_SELECTED TEXT_

-- Opening Marker --

While Chicago is in fact hardly as windy as my hometown of Boulder, Colorado, I was blown away not only by the shear size and efficiency of the Second City, its other and more appropriate moniker for this still first-rate city. Beyond that, a powerful presentation at the end of the third day concluded my active participation in the convention and was a real blow-out for me.


Novo Nordisk hosted the presentation, which it billed as an interactive discussion about the two newest classes of diabetes drugs. Only one drug in each class is available yet:  Byetta is the first GLP-1, and Januvia is the first DPP-4.


But Novo Nordisk now has a second and most promising GLP-1 mimetic in Phase 3 trials and hopes to have it available for us to use in a year or two. It’s called liraglutide, pronounced with the stress on the second syllable, like li-RA-glu-tide. Like Byetta, it mimics the action of human glucagon-like peptide, except that it lasts a lot longer in our systems and is therefore a lot more powerful.


By coincidence the presentation that I attended last night at the end of the third day of this year’s convention mimics two presentations that I went to at last year’s ADA convention. Last year the high point was these exciting and huge presentations that drew crowds of 1,000 of us to hear about new research on Byetta. Last night’s presentation was likewise exciting and huge.


Again about 1,000 of us crowded into a huge room to get ourselves up-to-date about Byetta and similar drugs. Over an excellent dinner of Chilean sea bass and chicken, about 900 of us got seats at 90 tables in the Fairmont’s “Imperial Ballroom.” Another hundred or two unlucky souls came too late for the dinner and had to sit at the back of the huge hall without food.


The Chicago convention center itself just doesn’t have room for that big a dinner. It is packed full of meetings from 8 a.m. until late in the evening. So the overflow has to go to the big hotels like the Fairmont in Chicago's New East Side.


Dr. Daniel Drucker, a professor at the University of Toronto, moderated the presentation. He is North America’s leading expert on GLP-1 mimics (which he prefers to call GLP-1 agonists). I had consulted with him early this year on some technical points for my forthcoming book about losing weight with Byetta.


The other two speakers were Dr. Jens Holst, a professor at the University of Copenhagen, who probably has written more professional journal articles about GLP-1 than anyone else, and Dr. Robert Ratner, vice president for scientific affairs at MedStar Research Institute in Hyattsville, Maryland, and a professor of medicine at the Georgetown University Medical School.


The unscripted part of the presentation was the best part. With one exception, the scripted parts – the talks that the speakers prepared and rehearsed ahead of time – were old news to me. The one exception was Dr. Holst’s summary of the positive cardiovascular benefits that GLP-1 offers. I plan a future article about that here after I get a chance to study the half-dozen journal articles that he referenced.

-- Closing Marker --

[Stored data entries]
-- Opening Marker --

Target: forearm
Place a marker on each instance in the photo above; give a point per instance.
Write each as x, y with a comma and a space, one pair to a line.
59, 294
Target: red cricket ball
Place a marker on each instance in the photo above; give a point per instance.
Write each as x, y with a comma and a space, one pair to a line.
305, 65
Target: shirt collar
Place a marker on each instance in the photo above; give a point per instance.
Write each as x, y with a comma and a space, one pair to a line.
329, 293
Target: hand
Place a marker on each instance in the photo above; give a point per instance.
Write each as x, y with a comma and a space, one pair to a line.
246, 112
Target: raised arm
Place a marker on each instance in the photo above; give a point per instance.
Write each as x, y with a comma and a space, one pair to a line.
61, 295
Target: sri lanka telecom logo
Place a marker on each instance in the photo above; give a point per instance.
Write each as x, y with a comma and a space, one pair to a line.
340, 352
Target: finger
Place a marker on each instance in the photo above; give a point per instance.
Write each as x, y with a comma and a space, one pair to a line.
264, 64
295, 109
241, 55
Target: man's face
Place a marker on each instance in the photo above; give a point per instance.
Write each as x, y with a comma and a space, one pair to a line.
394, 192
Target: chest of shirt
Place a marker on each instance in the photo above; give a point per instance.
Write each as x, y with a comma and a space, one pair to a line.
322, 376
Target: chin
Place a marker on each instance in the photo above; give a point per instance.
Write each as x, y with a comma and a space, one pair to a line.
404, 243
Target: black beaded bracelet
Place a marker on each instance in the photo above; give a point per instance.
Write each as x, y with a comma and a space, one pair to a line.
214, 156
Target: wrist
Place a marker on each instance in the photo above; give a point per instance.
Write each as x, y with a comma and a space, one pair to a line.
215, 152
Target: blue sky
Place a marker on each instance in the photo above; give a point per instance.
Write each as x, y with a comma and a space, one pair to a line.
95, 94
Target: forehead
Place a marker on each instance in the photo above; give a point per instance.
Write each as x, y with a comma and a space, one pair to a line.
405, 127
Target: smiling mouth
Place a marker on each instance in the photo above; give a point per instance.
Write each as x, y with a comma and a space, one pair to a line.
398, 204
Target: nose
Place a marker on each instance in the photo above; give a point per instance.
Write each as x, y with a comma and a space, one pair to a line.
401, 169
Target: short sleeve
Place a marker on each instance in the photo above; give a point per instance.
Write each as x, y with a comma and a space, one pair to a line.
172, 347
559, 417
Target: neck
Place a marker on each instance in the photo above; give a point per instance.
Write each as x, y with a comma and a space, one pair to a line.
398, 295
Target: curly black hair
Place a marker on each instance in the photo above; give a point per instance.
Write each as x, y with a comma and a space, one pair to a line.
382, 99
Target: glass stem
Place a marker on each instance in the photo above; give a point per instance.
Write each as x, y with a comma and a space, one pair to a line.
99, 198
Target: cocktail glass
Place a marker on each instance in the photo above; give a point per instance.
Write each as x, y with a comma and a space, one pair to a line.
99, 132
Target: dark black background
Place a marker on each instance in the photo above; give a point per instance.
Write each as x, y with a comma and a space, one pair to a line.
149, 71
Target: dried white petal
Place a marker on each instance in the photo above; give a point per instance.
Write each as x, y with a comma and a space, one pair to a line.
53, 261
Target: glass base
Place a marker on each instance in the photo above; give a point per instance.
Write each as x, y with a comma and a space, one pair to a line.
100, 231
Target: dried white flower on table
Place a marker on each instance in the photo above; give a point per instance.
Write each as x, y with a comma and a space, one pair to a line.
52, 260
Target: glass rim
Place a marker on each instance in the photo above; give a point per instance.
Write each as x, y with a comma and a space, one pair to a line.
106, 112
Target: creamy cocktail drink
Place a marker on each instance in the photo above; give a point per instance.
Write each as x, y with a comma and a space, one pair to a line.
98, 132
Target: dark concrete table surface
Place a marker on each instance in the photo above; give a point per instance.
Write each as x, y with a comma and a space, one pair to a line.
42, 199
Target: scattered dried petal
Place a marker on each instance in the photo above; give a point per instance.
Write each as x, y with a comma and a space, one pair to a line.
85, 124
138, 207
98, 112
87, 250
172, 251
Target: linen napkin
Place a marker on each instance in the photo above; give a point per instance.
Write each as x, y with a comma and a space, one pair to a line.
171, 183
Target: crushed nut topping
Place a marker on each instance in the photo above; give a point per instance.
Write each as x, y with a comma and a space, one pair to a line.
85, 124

-- Closing Marker --

_WHAT YOU NEED TO DO_
1. Answer these questions from the convention report:
(a) Which company hosted the presentation?
(b) What phase of trials is liraglutide in?
(c) How many tables seated the diners in the Imperial Ballroom?
2. Retype the convention report from "The other two" to "that he referenced.".
Work from the convention report alone.

_SOLUTIONS TO EACH TASK_
1.
(a) Novo Nordisk
(b) Phase 3
(c) 90

2.
The other two speakers were Dr. Jens Holst, a professor at the University of Copenhagen, who probably has written more professional journal articles about GLP-1 than anyone else, and Dr. Robert Ratner, vice president for scientific affairs at MedStar Research Institute in Hyattsville, Maryland, and a professor of medicine at the Georgetown University Medical School.


The unscripted part of the presentation was the best part. With one exception, the scripted parts – the talks that the speakers prepared and rehearsed ahead of time – were old news to me. The one exception was Dr. Holst’s summary of the positive cardiovascular benefits that GLP-1 offers. I plan a future article about that here after I get a chance to study the half-dozen journal articles that he referenced.